(Some records)
━━━━━━━━━━━━━━━━

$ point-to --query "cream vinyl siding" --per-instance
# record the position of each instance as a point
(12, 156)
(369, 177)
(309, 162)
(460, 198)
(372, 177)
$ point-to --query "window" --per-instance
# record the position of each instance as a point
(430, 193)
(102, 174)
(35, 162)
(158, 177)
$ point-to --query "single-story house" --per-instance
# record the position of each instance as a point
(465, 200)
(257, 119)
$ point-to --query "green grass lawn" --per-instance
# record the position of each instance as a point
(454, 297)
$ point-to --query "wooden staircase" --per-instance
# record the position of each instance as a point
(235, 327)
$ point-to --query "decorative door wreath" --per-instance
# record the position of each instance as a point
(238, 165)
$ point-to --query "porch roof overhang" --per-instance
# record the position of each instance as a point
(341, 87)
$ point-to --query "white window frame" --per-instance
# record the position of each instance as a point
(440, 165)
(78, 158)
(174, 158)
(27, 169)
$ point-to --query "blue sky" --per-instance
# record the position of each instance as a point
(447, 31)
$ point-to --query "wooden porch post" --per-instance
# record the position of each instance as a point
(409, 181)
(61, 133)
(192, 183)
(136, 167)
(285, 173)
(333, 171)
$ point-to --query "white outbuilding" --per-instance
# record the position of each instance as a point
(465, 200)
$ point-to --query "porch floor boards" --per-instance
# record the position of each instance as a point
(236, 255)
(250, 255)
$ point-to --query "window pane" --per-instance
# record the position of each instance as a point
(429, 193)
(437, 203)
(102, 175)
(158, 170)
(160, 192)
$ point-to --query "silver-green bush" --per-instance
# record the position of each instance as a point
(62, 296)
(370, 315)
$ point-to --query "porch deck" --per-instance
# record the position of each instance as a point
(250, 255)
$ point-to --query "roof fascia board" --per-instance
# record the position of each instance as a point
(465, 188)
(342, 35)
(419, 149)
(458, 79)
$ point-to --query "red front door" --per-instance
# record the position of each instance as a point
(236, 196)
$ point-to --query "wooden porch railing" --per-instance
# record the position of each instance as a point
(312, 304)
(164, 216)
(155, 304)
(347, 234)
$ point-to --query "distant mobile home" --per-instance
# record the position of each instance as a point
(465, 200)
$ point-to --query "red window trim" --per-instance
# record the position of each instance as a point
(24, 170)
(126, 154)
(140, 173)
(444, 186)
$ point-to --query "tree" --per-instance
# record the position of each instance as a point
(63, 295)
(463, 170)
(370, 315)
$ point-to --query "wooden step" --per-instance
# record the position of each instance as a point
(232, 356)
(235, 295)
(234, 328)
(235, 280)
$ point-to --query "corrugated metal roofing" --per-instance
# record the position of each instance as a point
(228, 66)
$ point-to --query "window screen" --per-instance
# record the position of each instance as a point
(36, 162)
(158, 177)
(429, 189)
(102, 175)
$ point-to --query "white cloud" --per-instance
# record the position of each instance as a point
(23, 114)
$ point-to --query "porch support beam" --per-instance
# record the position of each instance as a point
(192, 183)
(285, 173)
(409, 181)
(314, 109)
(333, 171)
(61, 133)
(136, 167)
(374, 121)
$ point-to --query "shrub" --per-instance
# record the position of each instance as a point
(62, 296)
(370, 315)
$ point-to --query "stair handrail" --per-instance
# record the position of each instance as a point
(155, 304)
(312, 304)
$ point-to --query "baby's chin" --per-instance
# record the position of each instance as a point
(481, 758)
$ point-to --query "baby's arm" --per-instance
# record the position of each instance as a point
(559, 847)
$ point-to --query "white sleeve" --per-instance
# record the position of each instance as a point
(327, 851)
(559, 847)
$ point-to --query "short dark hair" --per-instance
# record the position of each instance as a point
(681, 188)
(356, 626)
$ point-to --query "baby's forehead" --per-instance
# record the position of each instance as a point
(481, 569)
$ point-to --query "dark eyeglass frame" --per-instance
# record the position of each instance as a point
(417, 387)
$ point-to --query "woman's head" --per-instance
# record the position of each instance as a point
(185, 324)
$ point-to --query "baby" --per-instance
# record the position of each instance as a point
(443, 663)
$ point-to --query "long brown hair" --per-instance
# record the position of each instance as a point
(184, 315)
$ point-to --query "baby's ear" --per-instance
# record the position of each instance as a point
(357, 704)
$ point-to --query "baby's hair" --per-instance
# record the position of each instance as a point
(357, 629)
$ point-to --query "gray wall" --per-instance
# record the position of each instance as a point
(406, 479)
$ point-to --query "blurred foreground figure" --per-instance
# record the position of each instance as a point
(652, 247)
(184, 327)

━━━━━━━━━━━━━━━━

[WRITTEN PROBLEM] Locate every line in the entries above that contains the word "white", treating uppercase and lowercase as different, and copy each of those lines.

[OUTPUT FOR THIS EXERCISE]
$ point-to --query "white window frame" --per-instance
$ point-to --query "white outbuilding" --per-instance
$ point-to --query "white cloud" --per-instance
$ point-to --query "white sleeve" --per-instance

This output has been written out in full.